**What is required**
Tally the lines of the records that contain the string "pine", treating uppercase and lowercase as distinct, and give only the number.

**Information supplied**
────────
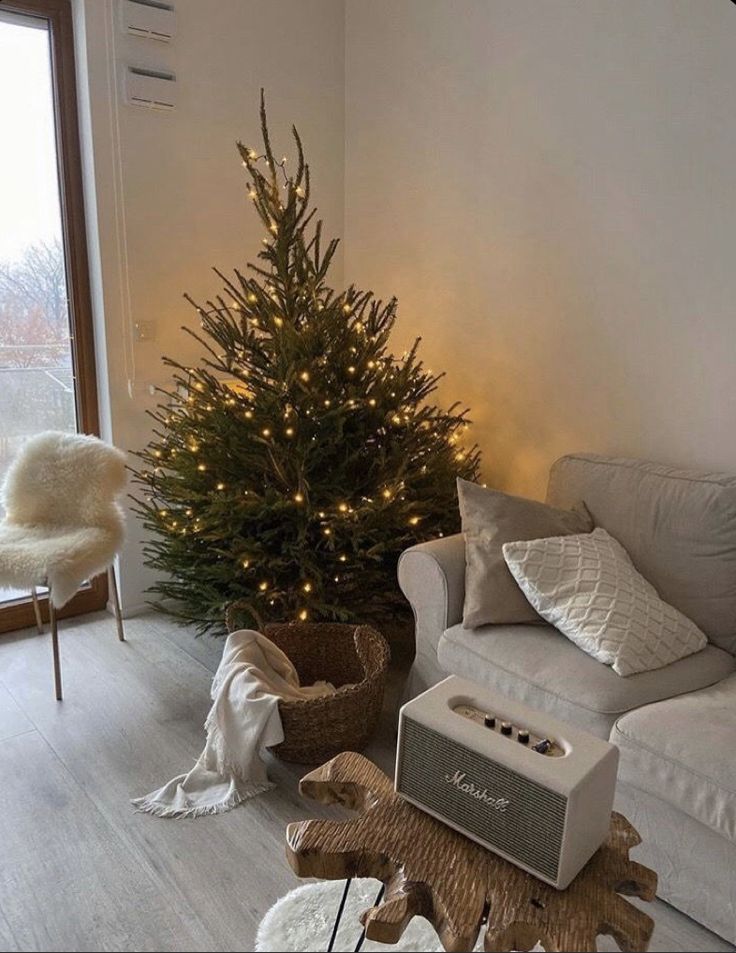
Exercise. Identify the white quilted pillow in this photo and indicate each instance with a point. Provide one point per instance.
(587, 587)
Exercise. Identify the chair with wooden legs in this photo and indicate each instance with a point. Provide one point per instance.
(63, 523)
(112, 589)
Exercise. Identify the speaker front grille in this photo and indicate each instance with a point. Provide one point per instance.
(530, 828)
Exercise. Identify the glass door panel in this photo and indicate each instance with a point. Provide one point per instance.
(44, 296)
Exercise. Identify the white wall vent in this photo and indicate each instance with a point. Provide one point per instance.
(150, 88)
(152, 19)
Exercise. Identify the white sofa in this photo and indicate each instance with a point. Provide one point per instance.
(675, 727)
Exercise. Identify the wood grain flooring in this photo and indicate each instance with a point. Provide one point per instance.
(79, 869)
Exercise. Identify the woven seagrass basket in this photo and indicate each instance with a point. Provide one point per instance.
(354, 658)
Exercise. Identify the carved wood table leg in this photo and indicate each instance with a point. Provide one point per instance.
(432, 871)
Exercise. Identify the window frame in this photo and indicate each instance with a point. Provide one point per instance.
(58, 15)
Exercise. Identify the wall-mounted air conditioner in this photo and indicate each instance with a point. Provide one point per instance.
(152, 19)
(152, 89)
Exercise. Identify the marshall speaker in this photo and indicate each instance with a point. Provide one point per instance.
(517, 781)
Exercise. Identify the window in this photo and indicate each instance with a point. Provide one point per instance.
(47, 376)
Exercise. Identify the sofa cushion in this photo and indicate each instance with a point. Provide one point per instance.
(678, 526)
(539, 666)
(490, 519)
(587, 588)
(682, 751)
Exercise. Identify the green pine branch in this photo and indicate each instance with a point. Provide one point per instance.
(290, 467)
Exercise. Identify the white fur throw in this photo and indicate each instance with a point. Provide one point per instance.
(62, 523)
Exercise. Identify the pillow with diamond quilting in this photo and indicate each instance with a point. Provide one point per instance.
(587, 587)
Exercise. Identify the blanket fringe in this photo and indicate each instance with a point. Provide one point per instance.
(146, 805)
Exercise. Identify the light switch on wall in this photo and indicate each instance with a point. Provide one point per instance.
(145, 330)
────────
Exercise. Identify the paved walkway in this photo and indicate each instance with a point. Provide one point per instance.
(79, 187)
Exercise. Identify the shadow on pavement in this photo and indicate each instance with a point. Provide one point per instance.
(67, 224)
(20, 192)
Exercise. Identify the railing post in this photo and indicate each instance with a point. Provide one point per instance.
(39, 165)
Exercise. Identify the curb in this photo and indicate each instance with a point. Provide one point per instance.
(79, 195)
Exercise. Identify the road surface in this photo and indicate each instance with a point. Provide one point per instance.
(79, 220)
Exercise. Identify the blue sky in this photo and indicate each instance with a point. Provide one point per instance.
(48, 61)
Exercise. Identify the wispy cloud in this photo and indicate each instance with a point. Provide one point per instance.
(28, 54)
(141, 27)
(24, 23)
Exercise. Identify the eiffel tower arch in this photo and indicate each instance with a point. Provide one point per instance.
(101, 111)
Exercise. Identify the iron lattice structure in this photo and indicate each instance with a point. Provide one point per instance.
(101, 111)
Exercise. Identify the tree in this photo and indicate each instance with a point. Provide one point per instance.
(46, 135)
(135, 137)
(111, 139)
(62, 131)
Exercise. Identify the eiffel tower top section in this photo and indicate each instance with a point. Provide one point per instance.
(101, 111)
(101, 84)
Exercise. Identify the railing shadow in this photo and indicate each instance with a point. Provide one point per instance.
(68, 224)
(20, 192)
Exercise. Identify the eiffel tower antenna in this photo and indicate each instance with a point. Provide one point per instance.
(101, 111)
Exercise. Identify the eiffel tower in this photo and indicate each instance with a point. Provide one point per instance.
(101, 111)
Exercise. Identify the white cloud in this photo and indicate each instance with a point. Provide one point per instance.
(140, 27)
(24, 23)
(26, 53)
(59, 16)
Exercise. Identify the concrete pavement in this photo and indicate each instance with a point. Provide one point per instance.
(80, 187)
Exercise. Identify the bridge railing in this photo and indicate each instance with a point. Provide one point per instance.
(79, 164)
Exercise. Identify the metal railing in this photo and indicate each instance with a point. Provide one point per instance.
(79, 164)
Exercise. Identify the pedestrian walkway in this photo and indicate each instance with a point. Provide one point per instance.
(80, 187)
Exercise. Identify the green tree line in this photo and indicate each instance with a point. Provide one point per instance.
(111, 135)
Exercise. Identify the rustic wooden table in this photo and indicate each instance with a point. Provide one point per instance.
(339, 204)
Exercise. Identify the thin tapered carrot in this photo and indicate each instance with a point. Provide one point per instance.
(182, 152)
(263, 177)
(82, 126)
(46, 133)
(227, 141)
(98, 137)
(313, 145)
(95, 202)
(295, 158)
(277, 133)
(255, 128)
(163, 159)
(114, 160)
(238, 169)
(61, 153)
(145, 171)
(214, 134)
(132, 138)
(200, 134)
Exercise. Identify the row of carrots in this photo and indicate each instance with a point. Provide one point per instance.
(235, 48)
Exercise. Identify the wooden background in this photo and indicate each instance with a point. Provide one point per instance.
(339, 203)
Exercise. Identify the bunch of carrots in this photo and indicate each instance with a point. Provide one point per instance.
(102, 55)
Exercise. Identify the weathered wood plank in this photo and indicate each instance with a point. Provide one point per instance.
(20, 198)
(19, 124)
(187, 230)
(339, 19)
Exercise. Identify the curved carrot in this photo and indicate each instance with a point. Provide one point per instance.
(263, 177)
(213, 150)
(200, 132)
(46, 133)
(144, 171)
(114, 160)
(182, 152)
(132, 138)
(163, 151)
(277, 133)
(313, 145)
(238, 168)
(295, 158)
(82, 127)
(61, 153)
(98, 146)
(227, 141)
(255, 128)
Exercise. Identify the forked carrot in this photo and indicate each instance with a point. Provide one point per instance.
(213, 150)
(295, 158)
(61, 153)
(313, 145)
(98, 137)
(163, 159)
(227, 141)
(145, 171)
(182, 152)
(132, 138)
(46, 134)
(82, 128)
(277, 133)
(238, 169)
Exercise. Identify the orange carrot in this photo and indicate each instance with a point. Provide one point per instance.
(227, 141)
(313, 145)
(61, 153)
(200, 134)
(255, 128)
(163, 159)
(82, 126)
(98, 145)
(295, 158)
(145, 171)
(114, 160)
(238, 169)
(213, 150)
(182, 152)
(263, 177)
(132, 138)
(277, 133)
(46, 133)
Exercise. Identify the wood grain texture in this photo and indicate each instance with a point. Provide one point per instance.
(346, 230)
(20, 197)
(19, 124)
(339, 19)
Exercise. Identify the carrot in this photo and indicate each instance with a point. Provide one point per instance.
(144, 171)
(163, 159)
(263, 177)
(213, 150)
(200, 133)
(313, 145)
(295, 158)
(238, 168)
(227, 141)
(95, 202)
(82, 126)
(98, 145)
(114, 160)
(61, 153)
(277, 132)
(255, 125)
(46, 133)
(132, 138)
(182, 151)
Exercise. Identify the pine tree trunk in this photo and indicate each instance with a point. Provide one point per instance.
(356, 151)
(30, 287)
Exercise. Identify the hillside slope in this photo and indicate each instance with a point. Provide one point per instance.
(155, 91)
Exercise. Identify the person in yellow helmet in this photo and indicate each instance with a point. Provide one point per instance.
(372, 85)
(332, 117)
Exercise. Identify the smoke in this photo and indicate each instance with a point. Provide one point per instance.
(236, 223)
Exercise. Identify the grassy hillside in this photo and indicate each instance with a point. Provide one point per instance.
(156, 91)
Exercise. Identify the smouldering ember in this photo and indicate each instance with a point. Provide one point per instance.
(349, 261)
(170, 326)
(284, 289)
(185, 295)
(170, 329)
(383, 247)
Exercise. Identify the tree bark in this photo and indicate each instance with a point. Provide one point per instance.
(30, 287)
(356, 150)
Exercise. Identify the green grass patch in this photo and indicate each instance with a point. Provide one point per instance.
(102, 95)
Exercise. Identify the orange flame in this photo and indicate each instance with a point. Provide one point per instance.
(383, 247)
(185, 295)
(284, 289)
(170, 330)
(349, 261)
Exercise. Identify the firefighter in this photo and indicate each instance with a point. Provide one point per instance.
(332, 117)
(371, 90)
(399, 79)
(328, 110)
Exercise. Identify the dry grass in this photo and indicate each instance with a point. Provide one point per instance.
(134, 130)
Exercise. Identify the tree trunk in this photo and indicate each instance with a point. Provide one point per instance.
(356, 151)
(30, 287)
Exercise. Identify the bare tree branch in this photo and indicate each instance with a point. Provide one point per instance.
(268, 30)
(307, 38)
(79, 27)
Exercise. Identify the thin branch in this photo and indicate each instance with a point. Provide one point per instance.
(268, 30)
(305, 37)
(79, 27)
────────
**Solution to this problem**
2